ARTICLE.
— begin —
Anybody got good ideas on DIY kite and gear repairs.
Just completed repairs on a kite I bought for next to nothing whose trailing edge was overworked big time. I bought a couple.of meterers of sticky back Dacron at about $20 per meter (1.5m wide), cut pieces out at about 180mm wide and the length the same as the width of.each panel. Used masking tape.to regidize the frail.material and carefully stuck each panel.down check.for creases and rinkle. Then used tent seam sealing glue toglue down corner etc.
... nothing tight @ss about it, nice work!
Hey that's cool, could you help out with where'd you get all the tape and glue?
The glue I got from BCF, it is glue used to seal tent seams, rain coats etc.
— end —
STORED ROWS.
— begin —
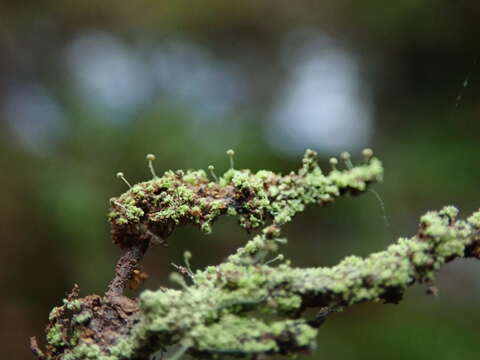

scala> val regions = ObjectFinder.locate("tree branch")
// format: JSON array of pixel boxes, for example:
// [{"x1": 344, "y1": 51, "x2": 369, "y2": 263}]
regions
[{"x1": 32, "y1": 152, "x2": 480, "y2": 360}]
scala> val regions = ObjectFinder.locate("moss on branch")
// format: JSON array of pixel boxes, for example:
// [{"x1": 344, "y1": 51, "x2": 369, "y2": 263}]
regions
[{"x1": 32, "y1": 151, "x2": 480, "y2": 360}]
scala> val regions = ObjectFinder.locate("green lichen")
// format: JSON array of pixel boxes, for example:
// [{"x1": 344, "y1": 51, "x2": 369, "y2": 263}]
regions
[
  {"x1": 47, "y1": 324, "x2": 65, "y2": 347},
  {"x1": 109, "y1": 150, "x2": 383, "y2": 247},
  {"x1": 37, "y1": 150, "x2": 480, "y2": 360}
]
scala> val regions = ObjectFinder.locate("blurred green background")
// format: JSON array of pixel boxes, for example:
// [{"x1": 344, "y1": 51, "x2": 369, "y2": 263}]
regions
[{"x1": 0, "y1": 0, "x2": 480, "y2": 360}]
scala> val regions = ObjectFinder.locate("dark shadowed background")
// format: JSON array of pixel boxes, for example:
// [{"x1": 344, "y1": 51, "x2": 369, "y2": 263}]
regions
[{"x1": 0, "y1": 0, "x2": 480, "y2": 360}]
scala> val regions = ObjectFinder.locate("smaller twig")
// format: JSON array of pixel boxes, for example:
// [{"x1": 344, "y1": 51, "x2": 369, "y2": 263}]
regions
[{"x1": 105, "y1": 241, "x2": 149, "y2": 297}]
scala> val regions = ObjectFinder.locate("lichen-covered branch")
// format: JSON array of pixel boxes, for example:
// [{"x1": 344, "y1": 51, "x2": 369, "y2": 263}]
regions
[{"x1": 32, "y1": 152, "x2": 480, "y2": 360}]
— end —
THINGS TO DO.
[A] Render this sentence from the kite repair thread in Spanish: "The glue I got from BCF, it is glue used to seal tent seams, rain coats etc."
[B] Present every line of the records as a numbered list, omitting blank lines and leaving out the pictures.
The records bear no relation to the kite repair thread.

RESULTS.
[A] El pegamento lo conseguí en BCF; es un pegamento que se usa para sellar costuras de tiendas de campaña, impermeables, etc.

[B]
1. scala> val regions = ObjectFinder.locate("tree branch")
2. // format: JSON array of pixel boxes, for example:
3. // [{"x1": 344, "y1": 51, "x2": 369, "y2": 263}]
4. regions
5. [{"x1": 32, "y1": 152, "x2": 480, "y2": 360}]
6. scala> val regions = ObjectFinder.locate("moss on branch")
7. // format: JSON array of pixel boxes, for example:
8. // [{"x1": 344, "y1": 51, "x2": 369, "y2": 263}]
9. regions
10. [{"x1": 32, "y1": 151, "x2": 480, "y2": 360}]
11. scala> val regions = ObjectFinder.locate("green lichen")
12. // format: JSON array of pixel boxes, for example:
13. // [{"x1": 344, "y1": 51, "x2": 369, "y2": 263}]
14. regions
15. [
16.   {"x1": 47, "y1": 324, "x2": 65, "y2": 347},
17.   {"x1": 109, "y1": 150, "x2": 383, "y2": 247},
18.   {"x1": 37, "y1": 150, "x2": 480, "y2": 360}
19. ]
20. scala> val regions = ObjectFinder.locate("blurred green background")
21. // format: JSON array of pixel boxes, for example:
22. // [{"x1": 344, "y1": 51, "x2": 369, "y2": 263}]
23. regions
24. [{"x1": 0, "y1": 0, "x2": 480, "y2": 360}]
25. scala> val regions = ObjectFinder.locate("dark shadowed background")
26. // format: JSON array of pixel boxes, for example:
27. // [{"x1": 344, "y1": 51, "x2": 369, "y2": 263}]
28. regions
29. [{"x1": 0, "y1": 0, "x2": 480, "y2": 360}]
30. scala> val regions = ObjectFinder.locate("smaller twig")
31. // format: JSON array of pixel boxes, for example:
32. // [{"x1": 344, "y1": 51, "x2": 369, "y2": 263}]
33. regions
34. [{"x1": 105, "y1": 241, "x2": 149, "y2": 297}]
35. scala> val regions = ObjectFinder.locate("lichen-covered branch")
36. // format: JSON array of pixel boxes, for example:
37. // [{"x1": 344, "y1": 51, "x2": 369, "y2": 263}]
38. regions
39. [{"x1": 32, "y1": 152, "x2": 480, "y2": 360}]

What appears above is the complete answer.